Exercise set:
**A)** Reproduce the Finjan Holdings Form 8-K between "CURRENT REPORT" and "in its charter)", inclusive, replacing "CURRENT REPORT" with "INTERIM REPORT".
**B)** According to the Finjan Holdings Form 8-K, what date is given as the effective date of the License Agreement?
**C)** Continue the Finjan Holdings Form 8-K from its final sentence.

Document

UNITED STATES
SECURITIES AND EXCHANGE COMMISSION
Washington, D.C. 20549
____________________
 
FORM 8-K
____________________
 
CURRENT REPORT
Pursuant to Section 13 or 15(d) of
The Securities Exchange Act of 1934
 
Date of Report (Date of Earliest Event Reported):  July 2, 2018
____________________
 
FINJAN HOLDINGS, INC.
(Exact name of registrant as specified in its charter)
 ____________________
 
Delaware
000-33304
20-4075963
(State or other jurisdiction
of incorporation)
(Commission
File Number)
(IRS Employer
Identification No.)
 
 
 
 
2000 University Avenue, Suite 600, East Palo Alto, CA
94303
 
(Address of principal executive offices)
(Zip Code)

Registrant’s telephone number, including area code: 650-282-3228
 
(Former name or former address, if changed since last report)
____________________

Check the appropriate box below if the Form 8-K filing is intended to simultaneously satisfy the filing obligation of the registrant under any of the following provisions:
 
o Written communications pursuant to Rule 425 under the Securities Act (17 CFR 230.425)
 
o Soliciting material pursuant to Rule 14a-12 under the Exchange Act (17 CFR 240.14a-12)
 
o Pre-commencement communications pursuant to Rule 14d-2(b) under the Exchange Act (17 CFR 240.14d-2(b))
 
o Pre-commencement communications pursuant to Rule 13e-4(c) under the Exchange Act (17 CFR 240.13e-4(c))

Indicate by check mark whether the registrant is an emerging growth company as defined in Rule 405 of the Securities Act of 1933 (§230.405 of this chapter) or Rule 12b-2 of the Securities Exchange Act of 1934 (§240.12b-2 of this chapter).

Emerging growth company  o

If an emerging growth company, indicate by check mark if the registrant has elected not to use the extended transition period for complying with any new or revised financial accounting standards provided pursuant to Section 13(a) of the Exchange Act.  o




  
Item 8.01.  Other Events.

On July 2, 2018, Finjan Holdings, Inc. (the “Company”), including its wholly-owned subsidiaries, Finjan, Inc. (“Finjan”), Finjan Mobile, Inc. (“Finjan Mobile”) and Finjan Blue, Inc. (“Finjan Blue” and collectively with the Company, Finjan and Finjan Mobile, the “Finjan Parties”), announced that the Finjan Parties and Trend Micro Incorporated (K.K.), a Japanese corporation (“Trend Micro Japan”) and Trend Micro, Inc., a California corporation (“Trend Micro U.S. and collectively with Trend Micro Japan, the “Trend Micro Parties”) have reached a mutually agreed Confidential Patent License Agreement (the “License Agreement”) effective as of June 29, 2018 (“Effective Date”).

Data section:

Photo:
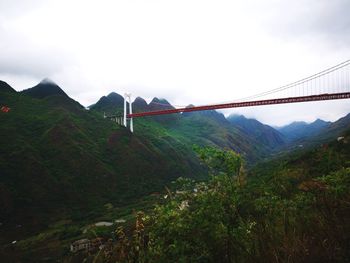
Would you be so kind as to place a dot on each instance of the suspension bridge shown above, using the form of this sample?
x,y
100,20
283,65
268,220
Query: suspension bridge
x,y
330,84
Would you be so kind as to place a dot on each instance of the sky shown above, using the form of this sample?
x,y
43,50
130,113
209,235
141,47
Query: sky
x,y
187,51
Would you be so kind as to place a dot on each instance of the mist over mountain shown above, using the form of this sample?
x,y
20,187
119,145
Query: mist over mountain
x,y
298,130
260,132
61,161
6,87
44,89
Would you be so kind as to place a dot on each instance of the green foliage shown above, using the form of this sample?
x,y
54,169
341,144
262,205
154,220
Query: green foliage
x,y
275,217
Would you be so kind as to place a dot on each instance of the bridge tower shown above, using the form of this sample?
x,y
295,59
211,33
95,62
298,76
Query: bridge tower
x,y
131,124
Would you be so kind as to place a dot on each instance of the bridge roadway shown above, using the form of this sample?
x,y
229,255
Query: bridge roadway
x,y
332,96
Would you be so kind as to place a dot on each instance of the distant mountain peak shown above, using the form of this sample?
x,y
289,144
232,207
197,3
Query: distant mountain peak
x,y
44,89
47,81
6,87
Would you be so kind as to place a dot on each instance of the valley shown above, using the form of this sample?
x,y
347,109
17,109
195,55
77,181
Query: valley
x,y
65,168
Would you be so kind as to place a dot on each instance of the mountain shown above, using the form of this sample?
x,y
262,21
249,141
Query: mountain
x,y
44,89
201,128
299,130
140,105
58,159
265,134
6,87
329,132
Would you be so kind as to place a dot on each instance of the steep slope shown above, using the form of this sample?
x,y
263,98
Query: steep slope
x,y
57,158
110,104
330,132
201,128
4,87
299,130
44,89
260,132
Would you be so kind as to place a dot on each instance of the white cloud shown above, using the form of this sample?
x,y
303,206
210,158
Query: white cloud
x,y
190,52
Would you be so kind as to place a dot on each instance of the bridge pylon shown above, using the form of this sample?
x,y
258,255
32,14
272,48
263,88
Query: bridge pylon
x,y
131,124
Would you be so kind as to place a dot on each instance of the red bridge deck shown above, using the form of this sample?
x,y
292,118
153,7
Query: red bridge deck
x,y
333,96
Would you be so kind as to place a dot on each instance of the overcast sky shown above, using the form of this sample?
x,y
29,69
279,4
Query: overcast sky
x,y
189,52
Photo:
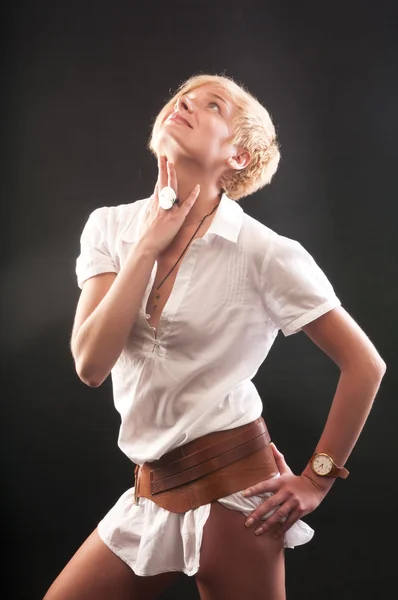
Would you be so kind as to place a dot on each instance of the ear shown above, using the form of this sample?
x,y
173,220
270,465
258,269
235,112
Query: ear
x,y
240,160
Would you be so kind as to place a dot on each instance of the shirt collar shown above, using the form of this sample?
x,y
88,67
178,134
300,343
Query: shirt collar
x,y
227,221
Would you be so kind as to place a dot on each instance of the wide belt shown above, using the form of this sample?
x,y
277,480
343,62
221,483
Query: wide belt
x,y
208,468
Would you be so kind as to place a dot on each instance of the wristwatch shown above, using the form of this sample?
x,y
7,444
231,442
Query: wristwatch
x,y
323,465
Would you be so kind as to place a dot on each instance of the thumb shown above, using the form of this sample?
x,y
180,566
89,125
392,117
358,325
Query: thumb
x,y
280,460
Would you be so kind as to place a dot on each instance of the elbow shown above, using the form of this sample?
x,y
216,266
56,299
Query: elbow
x,y
89,374
374,367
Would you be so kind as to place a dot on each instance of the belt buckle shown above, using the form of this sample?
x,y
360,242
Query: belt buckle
x,y
136,498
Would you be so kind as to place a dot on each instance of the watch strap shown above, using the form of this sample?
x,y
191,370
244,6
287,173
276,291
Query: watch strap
x,y
336,471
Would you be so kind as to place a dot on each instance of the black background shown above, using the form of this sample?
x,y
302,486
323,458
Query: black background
x,y
83,83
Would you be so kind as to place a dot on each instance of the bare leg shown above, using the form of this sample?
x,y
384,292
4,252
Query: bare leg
x,y
96,573
235,563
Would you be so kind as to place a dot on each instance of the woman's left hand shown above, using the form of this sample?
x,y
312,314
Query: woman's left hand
x,y
293,497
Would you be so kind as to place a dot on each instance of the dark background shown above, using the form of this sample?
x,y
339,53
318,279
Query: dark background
x,y
82,84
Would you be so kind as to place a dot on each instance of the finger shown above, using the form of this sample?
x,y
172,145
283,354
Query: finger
x,y
162,166
280,460
172,177
290,521
190,201
266,508
275,522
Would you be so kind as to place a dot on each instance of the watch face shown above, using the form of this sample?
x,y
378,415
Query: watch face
x,y
322,464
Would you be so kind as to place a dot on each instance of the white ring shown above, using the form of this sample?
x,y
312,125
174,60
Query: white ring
x,y
167,197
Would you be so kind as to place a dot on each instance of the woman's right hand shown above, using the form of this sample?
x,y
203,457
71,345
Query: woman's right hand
x,y
160,226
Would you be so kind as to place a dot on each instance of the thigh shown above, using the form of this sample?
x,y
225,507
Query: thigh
x,y
96,573
235,563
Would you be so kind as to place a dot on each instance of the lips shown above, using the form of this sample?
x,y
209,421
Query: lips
x,y
179,119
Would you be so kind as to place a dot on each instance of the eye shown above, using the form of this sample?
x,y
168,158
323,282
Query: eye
x,y
212,103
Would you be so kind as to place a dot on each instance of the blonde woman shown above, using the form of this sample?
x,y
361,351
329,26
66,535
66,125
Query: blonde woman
x,y
182,297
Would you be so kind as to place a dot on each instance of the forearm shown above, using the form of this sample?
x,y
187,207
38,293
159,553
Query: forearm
x,y
103,335
356,390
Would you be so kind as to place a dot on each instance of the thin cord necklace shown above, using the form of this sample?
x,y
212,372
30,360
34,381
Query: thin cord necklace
x,y
157,295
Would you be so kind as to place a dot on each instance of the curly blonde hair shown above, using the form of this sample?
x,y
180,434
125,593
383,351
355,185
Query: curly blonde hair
x,y
253,130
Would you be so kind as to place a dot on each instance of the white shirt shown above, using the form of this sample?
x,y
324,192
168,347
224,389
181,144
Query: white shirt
x,y
235,288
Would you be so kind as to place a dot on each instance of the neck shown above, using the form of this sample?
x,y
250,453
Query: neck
x,y
188,175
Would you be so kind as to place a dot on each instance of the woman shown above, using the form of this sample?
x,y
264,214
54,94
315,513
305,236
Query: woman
x,y
182,297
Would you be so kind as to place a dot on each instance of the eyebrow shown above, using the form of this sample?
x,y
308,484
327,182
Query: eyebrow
x,y
219,98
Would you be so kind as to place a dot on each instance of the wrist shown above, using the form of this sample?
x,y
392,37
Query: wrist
x,y
321,483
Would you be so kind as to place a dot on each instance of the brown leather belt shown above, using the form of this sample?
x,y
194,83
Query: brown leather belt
x,y
208,468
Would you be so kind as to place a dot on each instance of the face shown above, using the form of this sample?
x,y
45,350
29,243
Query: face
x,y
199,127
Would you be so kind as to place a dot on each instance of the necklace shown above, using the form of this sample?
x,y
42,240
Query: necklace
x,y
157,295
191,223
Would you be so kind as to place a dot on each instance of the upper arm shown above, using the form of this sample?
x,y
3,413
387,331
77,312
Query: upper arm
x,y
93,291
341,338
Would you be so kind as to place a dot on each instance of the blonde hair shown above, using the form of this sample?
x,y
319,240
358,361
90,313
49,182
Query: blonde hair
x,y
252,129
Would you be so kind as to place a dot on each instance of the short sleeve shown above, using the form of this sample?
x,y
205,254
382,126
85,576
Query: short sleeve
x,y
295,290
94,257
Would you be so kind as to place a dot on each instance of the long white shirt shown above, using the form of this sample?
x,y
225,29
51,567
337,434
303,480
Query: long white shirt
x,y
235,289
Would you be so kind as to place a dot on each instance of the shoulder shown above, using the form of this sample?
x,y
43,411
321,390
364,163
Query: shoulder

Results by task:
**A)**
INTERIM REPORT
Pursuant to Section 13 or 15(d) of
The Securities Exchange Act of 1934
 
Date of Report (Date of Earliest Event Reported):  July 2, 2018
____________________
 
FINJAN HOLDINGS, INC.
(Exact name of registrant as specified in its charter)

**B)** June 29, 2018

**C)**
The License Agreement provides that the Trend Micro Parties will obtain a license to, among others, the Finjan patents and pay the Finjan Parties $13.4 million in cash within five (5) business days of the Effective Date of the License Agreement. Further, upon acquisition by the Trend Micro Parties of certain entities, the Trend Micro Parties will pay additional license fees to the Finjan Parties, unless otherwise mutually agreed to by the Company and the Trend Micro Parties. Further, the License Agreement has additional provisions relating to certain unlicensed products of any company that acquires a Trend Micro Party, in which case additional license fees may apply. The parties also entered into related agreements with respect to their respective patents, including the transfer of select security-related patent assets from the Trend Micro Parties to the Finjan Parties. The remaining terms of the License Agreement are confidential.

A copy of the press release issued by the Company relating to the matters discussed above is attached hereto as Exhibit 99.1 and is incorporated herein by reference. The information in the press release shall not be deemed “filed” for purposes of Section 18 of the Securities Exchange Act of 1934, as amended (the “Exchange Act”) or otherwise subject to the liabilities of that section, unless the Company specifically states that the information is to be considered “filed” under the Exchange Act or incorporates it by reference into a filing under the Securities Act of 1933, as amended, or the Exchange Act.

  
Item 9.01.  Financial Statements and Exhibits

(d)
Exhibits.
 
Exhibit No.
 
Description
99.1
 
 
 
 




 
 
SIGNATURE
 
Pursuant to the requirements of the Securities Exchange Act of 1934, the registrant has duly caused this report to be signed on its behalf by the undersigned hereunto duly authorized.
 
 
FINJAN HOLDINGS, INC.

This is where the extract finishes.